Task statement> All lines from the one with "the tree in" to the end need to be copied exactly, with nothing before them.

## BEGIN Given data

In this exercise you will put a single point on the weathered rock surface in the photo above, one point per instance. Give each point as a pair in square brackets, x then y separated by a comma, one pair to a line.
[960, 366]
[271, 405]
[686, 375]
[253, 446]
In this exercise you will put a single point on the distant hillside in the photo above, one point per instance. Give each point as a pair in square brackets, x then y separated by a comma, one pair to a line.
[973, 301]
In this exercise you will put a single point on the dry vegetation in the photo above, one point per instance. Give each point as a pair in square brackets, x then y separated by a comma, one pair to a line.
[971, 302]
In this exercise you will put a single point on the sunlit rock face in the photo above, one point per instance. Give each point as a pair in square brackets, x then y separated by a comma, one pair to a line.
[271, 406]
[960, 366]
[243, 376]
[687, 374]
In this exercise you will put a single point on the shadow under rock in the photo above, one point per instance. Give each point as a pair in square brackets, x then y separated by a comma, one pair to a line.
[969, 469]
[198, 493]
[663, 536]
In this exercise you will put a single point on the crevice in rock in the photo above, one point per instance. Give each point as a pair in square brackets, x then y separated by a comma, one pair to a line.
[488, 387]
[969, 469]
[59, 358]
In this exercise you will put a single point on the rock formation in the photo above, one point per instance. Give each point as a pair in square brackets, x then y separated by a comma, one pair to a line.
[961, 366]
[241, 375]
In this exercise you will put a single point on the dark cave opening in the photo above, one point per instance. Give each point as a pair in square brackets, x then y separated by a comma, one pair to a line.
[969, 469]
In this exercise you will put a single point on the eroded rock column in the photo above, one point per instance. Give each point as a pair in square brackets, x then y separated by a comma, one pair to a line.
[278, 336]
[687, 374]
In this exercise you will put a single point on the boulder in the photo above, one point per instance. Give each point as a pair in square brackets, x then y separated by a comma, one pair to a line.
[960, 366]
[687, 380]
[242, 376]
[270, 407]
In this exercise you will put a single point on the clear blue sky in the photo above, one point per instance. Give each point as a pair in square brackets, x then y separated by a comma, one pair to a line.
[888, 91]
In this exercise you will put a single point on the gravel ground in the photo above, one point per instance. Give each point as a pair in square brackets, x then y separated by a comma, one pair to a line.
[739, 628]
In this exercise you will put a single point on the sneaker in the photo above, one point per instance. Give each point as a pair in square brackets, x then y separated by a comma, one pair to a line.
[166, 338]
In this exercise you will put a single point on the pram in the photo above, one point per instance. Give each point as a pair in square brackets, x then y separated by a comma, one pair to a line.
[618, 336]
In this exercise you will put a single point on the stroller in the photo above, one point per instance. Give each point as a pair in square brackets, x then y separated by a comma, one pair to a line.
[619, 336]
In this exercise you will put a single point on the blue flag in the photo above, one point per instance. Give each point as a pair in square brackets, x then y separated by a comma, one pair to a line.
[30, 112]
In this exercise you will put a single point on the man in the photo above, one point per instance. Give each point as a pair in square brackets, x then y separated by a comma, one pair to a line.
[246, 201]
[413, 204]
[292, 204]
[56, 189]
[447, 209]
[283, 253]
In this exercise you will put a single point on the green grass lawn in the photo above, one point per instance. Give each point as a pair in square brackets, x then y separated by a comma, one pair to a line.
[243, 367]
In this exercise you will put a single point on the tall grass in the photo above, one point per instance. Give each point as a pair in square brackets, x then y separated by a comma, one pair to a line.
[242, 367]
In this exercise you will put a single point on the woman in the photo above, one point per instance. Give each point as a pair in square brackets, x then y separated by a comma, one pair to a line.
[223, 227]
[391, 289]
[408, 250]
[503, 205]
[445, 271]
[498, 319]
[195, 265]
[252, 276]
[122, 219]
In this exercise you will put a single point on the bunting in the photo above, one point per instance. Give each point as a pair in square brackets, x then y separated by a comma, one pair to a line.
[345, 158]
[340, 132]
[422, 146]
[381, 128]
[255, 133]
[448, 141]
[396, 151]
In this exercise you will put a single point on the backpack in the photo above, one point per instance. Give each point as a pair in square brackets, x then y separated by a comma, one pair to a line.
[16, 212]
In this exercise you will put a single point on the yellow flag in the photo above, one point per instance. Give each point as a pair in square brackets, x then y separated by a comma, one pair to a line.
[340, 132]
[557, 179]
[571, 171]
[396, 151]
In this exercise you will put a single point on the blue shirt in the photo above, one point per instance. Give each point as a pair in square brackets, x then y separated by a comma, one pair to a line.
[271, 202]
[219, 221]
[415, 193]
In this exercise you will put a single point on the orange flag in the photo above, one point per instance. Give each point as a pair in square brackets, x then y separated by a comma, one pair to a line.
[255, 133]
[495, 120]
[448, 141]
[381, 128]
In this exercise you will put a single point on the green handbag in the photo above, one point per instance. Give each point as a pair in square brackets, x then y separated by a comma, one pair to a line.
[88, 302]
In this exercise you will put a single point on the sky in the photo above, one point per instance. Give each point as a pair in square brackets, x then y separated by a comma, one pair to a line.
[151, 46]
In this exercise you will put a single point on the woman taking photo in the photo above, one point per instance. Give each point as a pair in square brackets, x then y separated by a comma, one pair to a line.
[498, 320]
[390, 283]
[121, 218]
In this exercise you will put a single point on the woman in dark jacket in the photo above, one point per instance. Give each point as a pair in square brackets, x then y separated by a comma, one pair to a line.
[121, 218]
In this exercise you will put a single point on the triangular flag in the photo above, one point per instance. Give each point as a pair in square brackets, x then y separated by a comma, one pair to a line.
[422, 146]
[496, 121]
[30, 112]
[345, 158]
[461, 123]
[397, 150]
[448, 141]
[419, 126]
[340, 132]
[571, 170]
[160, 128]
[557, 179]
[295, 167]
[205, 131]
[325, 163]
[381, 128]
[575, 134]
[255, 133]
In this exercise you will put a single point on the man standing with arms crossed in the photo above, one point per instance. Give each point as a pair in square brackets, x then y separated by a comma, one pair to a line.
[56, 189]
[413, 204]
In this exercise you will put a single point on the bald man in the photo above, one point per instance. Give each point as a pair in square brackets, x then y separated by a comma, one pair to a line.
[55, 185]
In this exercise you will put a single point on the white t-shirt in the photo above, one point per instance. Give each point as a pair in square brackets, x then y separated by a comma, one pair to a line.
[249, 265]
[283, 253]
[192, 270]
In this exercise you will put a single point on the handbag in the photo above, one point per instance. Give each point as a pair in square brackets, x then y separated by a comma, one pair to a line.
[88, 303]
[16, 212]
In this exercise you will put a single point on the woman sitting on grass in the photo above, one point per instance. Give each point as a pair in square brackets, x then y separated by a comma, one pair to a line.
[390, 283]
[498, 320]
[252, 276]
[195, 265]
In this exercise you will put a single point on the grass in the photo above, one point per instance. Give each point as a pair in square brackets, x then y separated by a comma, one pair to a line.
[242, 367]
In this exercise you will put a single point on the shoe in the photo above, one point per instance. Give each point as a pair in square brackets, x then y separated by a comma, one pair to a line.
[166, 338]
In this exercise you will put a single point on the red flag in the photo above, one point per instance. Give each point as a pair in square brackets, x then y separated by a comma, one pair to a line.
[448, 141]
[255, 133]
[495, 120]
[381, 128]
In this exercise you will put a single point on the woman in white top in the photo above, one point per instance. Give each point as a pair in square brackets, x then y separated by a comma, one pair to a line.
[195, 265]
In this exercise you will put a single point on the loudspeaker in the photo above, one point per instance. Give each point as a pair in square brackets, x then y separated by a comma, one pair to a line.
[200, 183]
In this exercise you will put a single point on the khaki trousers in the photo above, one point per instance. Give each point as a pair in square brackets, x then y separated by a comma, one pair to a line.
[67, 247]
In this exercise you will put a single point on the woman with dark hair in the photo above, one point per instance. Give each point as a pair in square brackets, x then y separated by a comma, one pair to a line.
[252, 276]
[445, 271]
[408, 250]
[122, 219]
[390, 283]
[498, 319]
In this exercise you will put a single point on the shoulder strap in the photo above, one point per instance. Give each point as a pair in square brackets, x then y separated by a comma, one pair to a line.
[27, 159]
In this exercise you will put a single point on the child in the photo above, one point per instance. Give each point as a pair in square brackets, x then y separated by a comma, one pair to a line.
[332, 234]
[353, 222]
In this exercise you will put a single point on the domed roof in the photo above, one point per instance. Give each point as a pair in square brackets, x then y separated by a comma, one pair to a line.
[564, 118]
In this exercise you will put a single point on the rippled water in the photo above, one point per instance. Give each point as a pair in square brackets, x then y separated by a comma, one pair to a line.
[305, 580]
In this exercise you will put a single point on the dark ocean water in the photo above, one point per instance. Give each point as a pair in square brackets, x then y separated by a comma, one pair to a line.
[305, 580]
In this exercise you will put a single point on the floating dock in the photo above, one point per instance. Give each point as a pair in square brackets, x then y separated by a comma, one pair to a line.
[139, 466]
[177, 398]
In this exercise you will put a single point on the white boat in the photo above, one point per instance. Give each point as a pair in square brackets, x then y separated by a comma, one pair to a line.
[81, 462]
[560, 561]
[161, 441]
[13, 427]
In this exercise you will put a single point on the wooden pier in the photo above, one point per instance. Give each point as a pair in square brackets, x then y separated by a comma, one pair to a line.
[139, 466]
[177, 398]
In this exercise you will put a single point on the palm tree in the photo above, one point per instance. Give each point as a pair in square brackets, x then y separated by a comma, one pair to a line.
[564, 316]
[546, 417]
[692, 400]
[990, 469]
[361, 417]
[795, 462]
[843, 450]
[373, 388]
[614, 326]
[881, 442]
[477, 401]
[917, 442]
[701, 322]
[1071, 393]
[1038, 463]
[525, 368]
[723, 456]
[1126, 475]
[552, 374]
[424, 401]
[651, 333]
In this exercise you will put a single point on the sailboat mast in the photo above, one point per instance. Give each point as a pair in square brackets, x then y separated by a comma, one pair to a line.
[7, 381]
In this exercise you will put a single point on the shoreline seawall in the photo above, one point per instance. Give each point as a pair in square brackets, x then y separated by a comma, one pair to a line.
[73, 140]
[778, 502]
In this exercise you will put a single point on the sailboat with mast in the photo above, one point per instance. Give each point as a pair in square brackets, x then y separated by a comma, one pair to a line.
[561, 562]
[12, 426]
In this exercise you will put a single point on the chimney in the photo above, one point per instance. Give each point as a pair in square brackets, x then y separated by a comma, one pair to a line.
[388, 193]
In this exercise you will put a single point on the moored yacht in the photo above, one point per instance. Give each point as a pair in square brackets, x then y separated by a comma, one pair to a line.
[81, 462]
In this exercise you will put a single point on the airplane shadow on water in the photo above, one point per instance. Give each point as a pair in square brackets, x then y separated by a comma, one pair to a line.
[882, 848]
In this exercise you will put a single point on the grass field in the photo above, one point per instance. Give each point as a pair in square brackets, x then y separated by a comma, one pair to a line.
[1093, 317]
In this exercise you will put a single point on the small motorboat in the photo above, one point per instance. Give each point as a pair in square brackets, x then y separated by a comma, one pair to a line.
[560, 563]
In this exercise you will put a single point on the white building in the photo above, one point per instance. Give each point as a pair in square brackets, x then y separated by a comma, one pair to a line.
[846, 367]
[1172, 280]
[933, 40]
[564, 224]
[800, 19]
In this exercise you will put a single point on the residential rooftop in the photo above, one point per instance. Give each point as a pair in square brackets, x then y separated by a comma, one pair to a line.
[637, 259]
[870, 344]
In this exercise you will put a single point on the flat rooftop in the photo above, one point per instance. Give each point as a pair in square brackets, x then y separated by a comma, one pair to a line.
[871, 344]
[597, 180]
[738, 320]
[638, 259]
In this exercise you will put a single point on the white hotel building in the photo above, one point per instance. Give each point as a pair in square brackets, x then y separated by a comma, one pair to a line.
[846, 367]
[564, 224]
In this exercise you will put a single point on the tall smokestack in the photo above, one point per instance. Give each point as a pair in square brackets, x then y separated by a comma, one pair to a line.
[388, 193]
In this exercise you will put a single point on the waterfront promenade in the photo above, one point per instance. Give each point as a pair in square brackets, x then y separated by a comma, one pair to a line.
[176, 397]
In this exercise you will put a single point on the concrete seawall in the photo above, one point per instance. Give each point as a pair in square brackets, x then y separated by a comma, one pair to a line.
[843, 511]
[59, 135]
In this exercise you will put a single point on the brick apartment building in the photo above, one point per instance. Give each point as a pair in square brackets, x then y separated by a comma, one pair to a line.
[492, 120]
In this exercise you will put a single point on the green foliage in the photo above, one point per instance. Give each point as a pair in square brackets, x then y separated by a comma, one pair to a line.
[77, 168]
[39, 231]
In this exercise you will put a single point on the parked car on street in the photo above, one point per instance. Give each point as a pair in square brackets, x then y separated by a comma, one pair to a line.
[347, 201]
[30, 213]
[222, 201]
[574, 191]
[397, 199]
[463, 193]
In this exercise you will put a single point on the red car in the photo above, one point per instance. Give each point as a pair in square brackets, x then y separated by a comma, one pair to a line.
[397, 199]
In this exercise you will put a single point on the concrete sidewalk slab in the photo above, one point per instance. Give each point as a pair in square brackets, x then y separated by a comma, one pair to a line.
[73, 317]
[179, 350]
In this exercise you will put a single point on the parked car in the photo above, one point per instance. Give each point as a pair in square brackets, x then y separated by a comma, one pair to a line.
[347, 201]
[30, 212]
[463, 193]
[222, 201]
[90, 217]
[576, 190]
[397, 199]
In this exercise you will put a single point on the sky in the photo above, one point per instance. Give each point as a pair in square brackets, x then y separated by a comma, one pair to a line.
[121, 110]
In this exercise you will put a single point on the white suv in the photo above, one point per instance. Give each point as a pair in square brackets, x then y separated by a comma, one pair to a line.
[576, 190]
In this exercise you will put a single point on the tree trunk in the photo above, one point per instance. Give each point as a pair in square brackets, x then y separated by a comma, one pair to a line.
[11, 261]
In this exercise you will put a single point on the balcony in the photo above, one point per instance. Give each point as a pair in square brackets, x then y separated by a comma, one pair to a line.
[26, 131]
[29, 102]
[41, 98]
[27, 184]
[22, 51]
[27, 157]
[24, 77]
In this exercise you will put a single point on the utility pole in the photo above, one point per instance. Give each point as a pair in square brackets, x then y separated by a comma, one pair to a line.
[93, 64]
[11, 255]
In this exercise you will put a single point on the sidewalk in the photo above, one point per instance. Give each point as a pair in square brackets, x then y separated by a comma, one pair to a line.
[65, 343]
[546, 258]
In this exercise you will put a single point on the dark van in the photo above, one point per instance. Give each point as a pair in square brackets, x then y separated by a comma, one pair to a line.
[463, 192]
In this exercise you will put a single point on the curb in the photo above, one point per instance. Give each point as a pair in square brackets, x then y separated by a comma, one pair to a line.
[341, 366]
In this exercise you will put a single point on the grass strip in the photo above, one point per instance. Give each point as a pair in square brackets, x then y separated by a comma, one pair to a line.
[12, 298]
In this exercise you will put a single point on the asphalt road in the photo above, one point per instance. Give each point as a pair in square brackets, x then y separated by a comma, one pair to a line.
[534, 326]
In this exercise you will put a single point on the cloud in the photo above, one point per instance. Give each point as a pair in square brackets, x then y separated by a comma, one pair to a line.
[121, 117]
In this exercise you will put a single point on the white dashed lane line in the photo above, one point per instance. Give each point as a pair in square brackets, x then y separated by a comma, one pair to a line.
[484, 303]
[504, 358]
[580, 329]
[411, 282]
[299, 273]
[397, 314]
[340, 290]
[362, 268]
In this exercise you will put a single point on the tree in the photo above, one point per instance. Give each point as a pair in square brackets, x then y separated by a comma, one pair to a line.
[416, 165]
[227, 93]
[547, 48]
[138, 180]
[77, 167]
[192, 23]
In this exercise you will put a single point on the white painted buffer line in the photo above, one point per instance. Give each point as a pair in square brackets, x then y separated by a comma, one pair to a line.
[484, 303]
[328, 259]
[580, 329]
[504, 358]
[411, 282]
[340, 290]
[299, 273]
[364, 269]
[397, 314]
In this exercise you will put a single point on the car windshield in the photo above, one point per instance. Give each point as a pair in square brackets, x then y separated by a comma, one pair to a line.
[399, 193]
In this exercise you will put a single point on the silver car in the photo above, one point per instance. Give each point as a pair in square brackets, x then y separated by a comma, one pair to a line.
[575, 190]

## END Given data

Full answer>
In this exercise you will put a single point on the tree in the photo above, one point per instance. Give each point as a pair in square brackets, x then y separated by a comma, one pair to a line.
[416, 165]
[227, 93]
[547, 48]
[138, 180]
[77, 167]
[192, 23]
In this exercise you will put a single point on the white painted buffer line in the photo above, one point per instance. Give each point as a pair in square brackets, x then y separated by a comma, one pair to a line.
[484, 303]
[328, 259]
[580, 329]
[504, 358]
[411, 282]
[340, 290]
[299, 273]
[364, 269]
[397, 314]
In this exercise you will put a single point on the car windshield in the photo above, one point per instance. Give each point as a pair in square brackets, x then y separated by a comma, one pair to a line.
[399, 193]
In this exercise you will put a single point on the silver car in the photo above, one point per instance. Give each point as a pair in square brackets, x then y separated by a comma, one pair to a line.
[575, 190]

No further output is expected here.